WORK TO COMPLETE>
Print out each entry below exactly; do not carry over any image.

(Stored records)

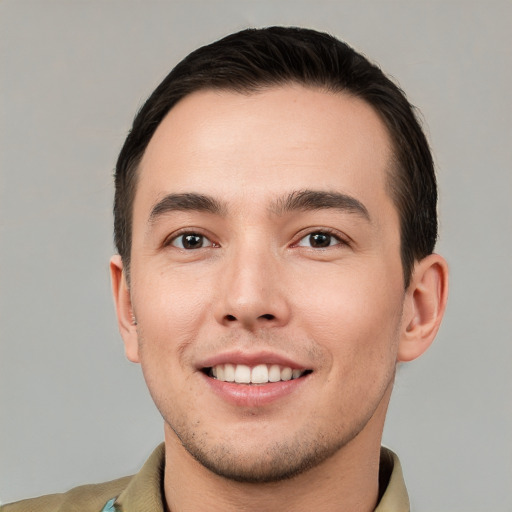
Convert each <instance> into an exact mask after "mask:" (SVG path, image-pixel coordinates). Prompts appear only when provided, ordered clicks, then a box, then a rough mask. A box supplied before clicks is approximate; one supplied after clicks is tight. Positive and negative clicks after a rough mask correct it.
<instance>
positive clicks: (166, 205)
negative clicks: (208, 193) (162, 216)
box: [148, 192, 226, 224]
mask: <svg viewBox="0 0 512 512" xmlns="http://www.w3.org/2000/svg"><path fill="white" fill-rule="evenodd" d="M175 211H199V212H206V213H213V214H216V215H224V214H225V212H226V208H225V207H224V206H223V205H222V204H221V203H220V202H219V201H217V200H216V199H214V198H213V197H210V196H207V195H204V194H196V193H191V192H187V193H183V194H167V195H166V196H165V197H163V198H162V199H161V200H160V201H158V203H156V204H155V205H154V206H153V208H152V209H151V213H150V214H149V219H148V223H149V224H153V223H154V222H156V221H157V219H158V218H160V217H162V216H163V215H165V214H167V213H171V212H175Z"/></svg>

RESPONSE TO THIS EXERCISE>
Convert each <instance> into an exact mask after "mask:" (SVG path, image-pixel coordinates). Prompts appear only when provided, ordered clicks, then a box, then a rough mask. A box supplied before clicks is approximate; one supplied after clicks is tight. Positive and negative clicks after a rough mask correct it.
<instance>
positive clicks: (166, 205)
negative clicks: (208, 193) (162, 216)
box: [148, 192, 226, 224]
mask: <svg viewBox="0 0 512 512" xmlns="http://www.w3.org/2000/svg"><path fill="white" fill-rule="evenodd" d="M175 211H199V212H206V213H213V214H216V215H224V214H225V212H226V208H225V207H224V206H223V205H222V204H221V203H220V202H219V201H217V200H216V199H214V198H213V197H210V196H207V195H204V194H196V193H191V192H187V193H183V194H167V195H166V196H165V197H163V198H162V199H161V200H160V201H158V203H156V204H155V205H154V206H153V208H152V209H151V213H150V214H149V219H148V223H149V224H153V223H154V222H156V221H157V219H158V218H160V217H162V216H163V215H165V214H167V213H171V212H175Z"/></svg>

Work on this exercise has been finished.